PASSAGE FOR REVIEW ▸
☆ ☆ ☆ ☆ ☆
I heard the news about Margaret today. Her picture was beautiful; she looked a lot like her mother when she grew up. I hadn’t seen Margaret in years. Probably close to thirty so I really didn’t know her as an adult. Living here in San Francisco now and owning a gallery I think about her mother a lot. Margaret’s mother and mine were close friends and she painted the picture of the window in Margaret’s bedroom in Tehran where I looked out onto the wall we used to jump barefoot off of as part of the thieves club. Now I look out the window of the painting where it hangs on my bedroom wall. Margaret’s mother was a painter and owned a gallery in Virginia for a while—my only experience in gallery work before I opened my own. And Margaret’s mother used to live here in san Francisco for a while, that was after my mother died, and then Margaret’s mother was dead and now Margaret is dead of a brain tumor.
She was younger than I was and played the flute and doodled curlicues and walked on her toes. Her brother told me she had died. I’m really bad at keeping in touch with people having moved around so much in the days before email and easy international calling so I had lost touch with the family. But one day at a demonstration in front of the white house a few years ago a man walked up to me and asked if I was sara powell. I said yes but I didn’t recognize him. It was Margaret’s brother Garrie.
The last time I remembered seeing him was on his twenty-first birthday when I rode with him and his mother up to cabin john where the rest of his family was waiting to celebrate with a dinner. I remember Garrie had to slam on the brakes at one point causing his mother to plunk her hand down in the middle of his birthday cake. As an artist she used to make the most amazing birthday cakes for her kids—I remember one—it was either for Johnny or Willy (the two younger boys) and had an entire marzipan farm on top.
☆ ☆ ☆ ☆ ☆
(Extracted data entries)
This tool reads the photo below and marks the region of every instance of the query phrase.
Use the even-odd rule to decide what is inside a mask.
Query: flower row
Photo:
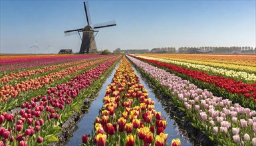
[[[2,98],[0,99],[0,101],[5,102],[11,98],[15,98],[21,92],[38,90],[39,88],[46,86],[57,80],[64,78],[66,76],[71,76],[72,74],[76,73],[78,70],[84,70],[88,66],[107,60],[109,60],[109,58],[100,58],[89,62],[84,62],[56,72],[51,73],[50,74],[42,77],[29,79],[25,82],[21,81],[20,83],[15,84],[14,86],[12,85],[4,86],[1,88],[0,96]]]
[[[118,56],[99,64],[71,79],[70,81],[49,88],[47,95],[39,95],[23,103],[21,110],[0,115],[0,143],[5,145],[47,145],[57,141],[60,124],[68,118],[79,103],[86,89],[116,62]]]
[[[82,137],[84,145],[166,145],[167,122],[154,110],[154,102],[140,84],[129,62],[123,58],[94,121],[94,137]],[[175,140],[174,140],[175,141]],[[180,144],[179,139],[174,142]]]
[[[256,59],[254,55],[217,55],[217,54],[146,54],[145,56],[171,59],[194,64],[225,68],[237,70],[256,72]]]
[[[7,59],[2,58],[1,56],[0,64],[1,67],[0,71],[7,72],[11,70],[35,68],[42,66],[49,66],[51,64],[61,62],[78,60],[91,57],[98,57],[100,55],[50,55],[50,56],[18,56],[17,58],[12,58],[12,56],[7,56]],[[1,76],[4,76],[1,74]]]
[[[164,62],[179,66],[187,68],[188,69],[197,70],[198,71],[204,71],[207,74],[213,75],[220,75],[224,77],[232,78],[237,80],[241,80],[244,82],[253,83],[256,82],[256,75],[254,74],[249,74],[245,71],[236,71],[233,70],[227,70],[223,68],[213,67],[203,64],[193,64],[190,62],[177,61],[168,59],[163,59],[154,57],[148,57],[144,56],[138,56],[138,57],[156,60],[160,62]]]
[[[219,76],[211,76],[203,72],[192,70],[179,67],[160,61],[139,58],[143,60],[154,64],[157,66],[167,68],[172,71],[199,80],[201,82],[213,84],[214,86],[230,92],[233,94],[241,94],[245,97],[256,99],[256,84],[245,84],[241,81],[235,81],[231,78],[225,78]]]
[[[83,62],[86,62],[87,61],[90,61],[95,59],[95,58],[90,58],[90,56],[92,57],[92,56],[89,56],[89,57],[86,58],[86,59],[85,58],[82,60],[80,59],[78,60],[68,62],[64,64],[58,64],[56,65],[47,66],[43,67],[41,68],[26,70],[26,71],[19,72],[17,73],[11,72],[10,74],[9,75],[5,74],[3,77],[0,78],[0,82],[2,83],[3,84],[5,84],[13,80],[19,80],[21,78],[25,78],[27,77],[33,76],[36,74],[42,74],[51,70],[57,70],[62,67],[64,67],[64,66],[67,67],[67,66],[72,66],[76,64],[81,64]]]
[[[190,123],[218,145],[256,145],[256,111],[213,96],[164,70],[128,56],[187,113]]]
☆ ☆ ☆ ☆ ☆
Reproduce the passage about Margaret word for word between "The last time" and "farm on top.", inclusive. The records come from a separate source.

The last time I remembered seeing him was on his twenty-first birthday when I rode with him and his mother up to cabin john where the rest of his family was waiting to celebrate with a dinner. I remember Garrie had to slam on the brakes at one point causing his mother to plunk her hand down in the middle of his birthday cake. As an artist she used to make the most amazing birthday cakes for her kids—I remember one—it was either for Johnny or Willy (the two younger boys) and had an entire marzipan farm on top.